Task description - From the material below, list every line containing "cloud".
Segment Start: Exercise materials
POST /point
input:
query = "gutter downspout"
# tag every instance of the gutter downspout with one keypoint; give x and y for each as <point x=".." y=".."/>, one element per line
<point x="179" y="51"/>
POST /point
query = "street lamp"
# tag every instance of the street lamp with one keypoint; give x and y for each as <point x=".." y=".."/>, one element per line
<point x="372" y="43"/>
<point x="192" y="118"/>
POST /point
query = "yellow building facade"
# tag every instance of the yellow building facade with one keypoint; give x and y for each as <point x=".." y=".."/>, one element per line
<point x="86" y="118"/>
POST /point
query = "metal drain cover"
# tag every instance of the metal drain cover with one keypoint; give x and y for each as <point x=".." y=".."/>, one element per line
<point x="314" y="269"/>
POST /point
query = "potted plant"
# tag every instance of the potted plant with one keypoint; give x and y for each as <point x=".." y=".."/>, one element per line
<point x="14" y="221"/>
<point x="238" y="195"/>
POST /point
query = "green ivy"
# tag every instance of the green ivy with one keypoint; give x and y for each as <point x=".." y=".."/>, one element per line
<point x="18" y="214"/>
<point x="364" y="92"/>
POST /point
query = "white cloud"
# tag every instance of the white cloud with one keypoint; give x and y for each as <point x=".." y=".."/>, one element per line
Segment End: Exercise materials
Answer space -
query = "white cloud"
# tag every instance of the white cloud with one keypoint; give x and y for each as <point x=".." y=".."/>, one element per line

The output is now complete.